YOUR GOAL: Extract the line that contains "of the fortification" and every line after it to the end of the records below, exactly as written and nothing else.

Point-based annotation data
____________

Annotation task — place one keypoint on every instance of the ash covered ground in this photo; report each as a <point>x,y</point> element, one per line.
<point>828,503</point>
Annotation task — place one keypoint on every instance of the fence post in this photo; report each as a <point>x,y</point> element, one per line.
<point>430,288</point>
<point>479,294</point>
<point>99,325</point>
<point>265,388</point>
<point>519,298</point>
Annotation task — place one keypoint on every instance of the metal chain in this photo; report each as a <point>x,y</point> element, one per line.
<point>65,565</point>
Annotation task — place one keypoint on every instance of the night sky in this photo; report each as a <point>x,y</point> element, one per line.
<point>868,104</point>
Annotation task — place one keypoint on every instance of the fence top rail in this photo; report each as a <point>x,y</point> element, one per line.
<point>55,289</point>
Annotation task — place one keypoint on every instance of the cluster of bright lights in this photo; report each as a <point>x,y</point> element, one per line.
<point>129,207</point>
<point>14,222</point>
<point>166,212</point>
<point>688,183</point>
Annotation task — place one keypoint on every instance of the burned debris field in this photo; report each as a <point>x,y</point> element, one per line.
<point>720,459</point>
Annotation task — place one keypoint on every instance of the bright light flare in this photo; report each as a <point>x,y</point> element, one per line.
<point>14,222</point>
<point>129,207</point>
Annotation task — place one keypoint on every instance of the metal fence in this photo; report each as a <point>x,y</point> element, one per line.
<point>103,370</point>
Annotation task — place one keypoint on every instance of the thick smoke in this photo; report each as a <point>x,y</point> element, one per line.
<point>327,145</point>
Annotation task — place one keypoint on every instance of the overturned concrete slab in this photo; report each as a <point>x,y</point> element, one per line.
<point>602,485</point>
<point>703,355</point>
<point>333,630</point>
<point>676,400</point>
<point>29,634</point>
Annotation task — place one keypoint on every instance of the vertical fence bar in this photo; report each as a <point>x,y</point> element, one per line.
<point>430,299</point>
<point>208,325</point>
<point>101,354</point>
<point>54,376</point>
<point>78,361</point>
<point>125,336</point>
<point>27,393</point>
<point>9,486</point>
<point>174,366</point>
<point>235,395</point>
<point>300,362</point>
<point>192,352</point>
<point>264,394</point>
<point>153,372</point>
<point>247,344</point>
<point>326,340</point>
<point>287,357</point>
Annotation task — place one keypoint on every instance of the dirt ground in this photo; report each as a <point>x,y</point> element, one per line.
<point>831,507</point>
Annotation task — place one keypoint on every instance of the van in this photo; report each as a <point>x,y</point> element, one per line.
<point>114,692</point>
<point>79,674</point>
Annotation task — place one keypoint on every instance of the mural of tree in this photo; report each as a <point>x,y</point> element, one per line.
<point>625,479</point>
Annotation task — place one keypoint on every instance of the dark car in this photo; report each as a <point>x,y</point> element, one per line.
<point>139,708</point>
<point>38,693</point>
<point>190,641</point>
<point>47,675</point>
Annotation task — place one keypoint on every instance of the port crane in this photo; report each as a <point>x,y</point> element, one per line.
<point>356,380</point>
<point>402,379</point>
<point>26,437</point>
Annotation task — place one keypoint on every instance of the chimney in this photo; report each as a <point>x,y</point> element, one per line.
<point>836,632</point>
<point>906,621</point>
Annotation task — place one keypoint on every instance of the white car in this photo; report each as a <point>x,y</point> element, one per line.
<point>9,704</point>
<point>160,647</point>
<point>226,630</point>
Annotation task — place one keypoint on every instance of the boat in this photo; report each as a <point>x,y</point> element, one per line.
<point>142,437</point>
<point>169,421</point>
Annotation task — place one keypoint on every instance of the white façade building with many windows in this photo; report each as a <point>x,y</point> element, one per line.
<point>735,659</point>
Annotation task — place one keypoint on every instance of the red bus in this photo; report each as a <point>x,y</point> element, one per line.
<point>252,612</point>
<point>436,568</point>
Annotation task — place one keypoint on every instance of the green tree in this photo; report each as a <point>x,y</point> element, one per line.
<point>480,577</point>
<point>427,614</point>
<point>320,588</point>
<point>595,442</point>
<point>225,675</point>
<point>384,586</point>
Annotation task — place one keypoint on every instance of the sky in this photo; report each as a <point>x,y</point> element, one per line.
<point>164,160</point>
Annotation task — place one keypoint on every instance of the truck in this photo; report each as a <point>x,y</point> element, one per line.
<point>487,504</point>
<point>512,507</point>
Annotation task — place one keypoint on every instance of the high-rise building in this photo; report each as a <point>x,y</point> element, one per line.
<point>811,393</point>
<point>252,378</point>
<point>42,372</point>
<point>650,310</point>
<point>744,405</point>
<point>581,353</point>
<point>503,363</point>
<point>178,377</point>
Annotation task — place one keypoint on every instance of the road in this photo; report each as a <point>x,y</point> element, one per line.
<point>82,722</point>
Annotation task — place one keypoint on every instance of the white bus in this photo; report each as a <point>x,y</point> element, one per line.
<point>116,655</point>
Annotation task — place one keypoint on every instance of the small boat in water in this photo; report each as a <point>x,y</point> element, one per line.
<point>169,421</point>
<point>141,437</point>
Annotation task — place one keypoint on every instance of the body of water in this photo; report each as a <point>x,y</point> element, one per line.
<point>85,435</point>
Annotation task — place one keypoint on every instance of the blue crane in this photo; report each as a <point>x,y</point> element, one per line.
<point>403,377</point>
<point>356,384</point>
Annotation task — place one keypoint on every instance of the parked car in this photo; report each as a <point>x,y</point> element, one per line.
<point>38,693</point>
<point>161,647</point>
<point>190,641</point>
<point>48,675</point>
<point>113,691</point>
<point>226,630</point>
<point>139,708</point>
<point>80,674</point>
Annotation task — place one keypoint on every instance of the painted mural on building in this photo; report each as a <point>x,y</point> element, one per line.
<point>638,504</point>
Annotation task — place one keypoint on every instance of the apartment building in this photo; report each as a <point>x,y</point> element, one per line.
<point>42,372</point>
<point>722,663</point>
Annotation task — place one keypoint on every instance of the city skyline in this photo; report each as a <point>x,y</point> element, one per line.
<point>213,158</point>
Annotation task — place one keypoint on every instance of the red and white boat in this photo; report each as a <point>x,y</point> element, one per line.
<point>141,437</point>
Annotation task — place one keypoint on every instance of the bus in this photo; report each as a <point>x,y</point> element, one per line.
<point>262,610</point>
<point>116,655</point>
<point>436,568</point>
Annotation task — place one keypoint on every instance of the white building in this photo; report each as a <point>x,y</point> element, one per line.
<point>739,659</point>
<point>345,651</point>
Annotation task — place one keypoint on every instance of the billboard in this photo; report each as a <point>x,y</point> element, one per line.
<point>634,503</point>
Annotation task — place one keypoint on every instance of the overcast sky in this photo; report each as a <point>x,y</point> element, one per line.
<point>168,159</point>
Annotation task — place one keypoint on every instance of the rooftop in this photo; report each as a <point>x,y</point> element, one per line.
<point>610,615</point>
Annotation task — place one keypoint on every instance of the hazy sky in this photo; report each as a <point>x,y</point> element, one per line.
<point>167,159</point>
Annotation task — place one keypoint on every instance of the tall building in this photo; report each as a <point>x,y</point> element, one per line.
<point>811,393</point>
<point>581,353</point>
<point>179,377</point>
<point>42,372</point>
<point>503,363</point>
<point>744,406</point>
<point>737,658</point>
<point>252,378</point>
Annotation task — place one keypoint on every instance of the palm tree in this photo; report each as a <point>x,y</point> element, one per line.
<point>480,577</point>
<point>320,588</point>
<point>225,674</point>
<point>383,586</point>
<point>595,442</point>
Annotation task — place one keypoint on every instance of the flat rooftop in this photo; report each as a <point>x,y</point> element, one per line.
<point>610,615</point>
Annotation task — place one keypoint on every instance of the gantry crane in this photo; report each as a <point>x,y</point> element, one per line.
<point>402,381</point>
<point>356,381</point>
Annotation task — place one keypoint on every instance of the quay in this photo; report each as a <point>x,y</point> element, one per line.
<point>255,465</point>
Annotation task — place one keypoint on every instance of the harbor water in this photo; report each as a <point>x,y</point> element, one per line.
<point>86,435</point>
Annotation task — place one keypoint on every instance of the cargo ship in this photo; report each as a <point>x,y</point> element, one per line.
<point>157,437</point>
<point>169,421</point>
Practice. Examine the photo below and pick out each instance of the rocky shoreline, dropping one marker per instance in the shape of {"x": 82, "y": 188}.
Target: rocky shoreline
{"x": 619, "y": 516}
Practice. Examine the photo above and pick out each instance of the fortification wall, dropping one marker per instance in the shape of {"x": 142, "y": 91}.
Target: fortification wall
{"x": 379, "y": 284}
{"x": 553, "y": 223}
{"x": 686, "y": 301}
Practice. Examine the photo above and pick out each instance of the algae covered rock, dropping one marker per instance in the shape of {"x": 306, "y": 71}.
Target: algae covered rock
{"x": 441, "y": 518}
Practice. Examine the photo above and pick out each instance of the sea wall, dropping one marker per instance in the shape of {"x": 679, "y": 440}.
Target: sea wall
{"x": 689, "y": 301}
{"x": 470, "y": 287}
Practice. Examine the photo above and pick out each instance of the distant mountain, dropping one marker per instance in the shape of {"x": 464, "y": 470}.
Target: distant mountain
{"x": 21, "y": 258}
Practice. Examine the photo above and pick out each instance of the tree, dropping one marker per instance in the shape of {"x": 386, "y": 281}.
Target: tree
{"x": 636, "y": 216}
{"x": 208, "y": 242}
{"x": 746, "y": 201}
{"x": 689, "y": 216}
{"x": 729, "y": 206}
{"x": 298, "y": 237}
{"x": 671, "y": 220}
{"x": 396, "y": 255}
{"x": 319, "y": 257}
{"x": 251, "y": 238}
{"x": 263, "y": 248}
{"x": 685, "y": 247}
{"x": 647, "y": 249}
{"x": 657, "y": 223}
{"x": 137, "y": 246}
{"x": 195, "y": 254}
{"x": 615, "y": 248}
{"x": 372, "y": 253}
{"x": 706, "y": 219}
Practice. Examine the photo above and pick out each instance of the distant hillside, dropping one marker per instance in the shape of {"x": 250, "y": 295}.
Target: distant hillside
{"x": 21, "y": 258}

____________

SOLUTION TO THIS PROBLEM:
Practice. Examine the photo above and pick out each instance of the fortification wall, dropping one marker per instance in the shape of {"x": 142, "y": 91}.
Target: fortification wall
{"x": 379, "y": 284}
{"x": 553, "y": 223}
{"x": 686, "y": 301}
Practice. Examine the photo above and pick out each instance of the algae covered rock, dropping one marker per instance in the shape of {"x": 306, "y": 71}.
Target: algae covered rock
{"x": 441, "y": 518}
Practice. Examine the photo above and pick out each instance of the sea wall, dropping one marker per instance in the shape of {"x": 679, "y": 440}.
Target: sea wall
{"x": 689, "y": 301}
{"x": 470, "y": 287}
Practice. Examine the photo above and pick out each instance of the distant mountain, dropping one marker per instance in the shape of {"x": 464, "y": 470}.
Target: distant mountain
{"x": 21, "y": 258}
Practice. Examine the photo above and pick out each instance of the tree, dropping one marker per instance in the shape of {"x": 386, "y": 281}.
Target: tree
{"x": 636, "y": 216}
{"x": 208, "y": 242}
{"x": 746, "y": 201}
{"x": 689, "y": 216}
{"x": 729, "y": 206}
{"x": 298, "y": 237}
{"x": 671, "y": 220}
{"x": 396, "y": 255}
{"x": 319, "y": 257}
{"x": 251, "y": 238}
{"x": 263, "y": 248}
{"x": 685, "y": 247}
{"x": 647, "y": 249}
{"x": 657, "y": 223}
{"x": 137, "y": 246}
{"x": 195, "y": 254}
{"x": 615, "y": 248}
{"x": 372, "y": 253}
{"x": 706, "y": 219}
Practice. Examine the photo above and pick out each instance of the distant hillside, dropping one marker per instance in the shape of {"x": 250, "y": 295}.
Target: distant hillside
{"x": 21, "y": 258}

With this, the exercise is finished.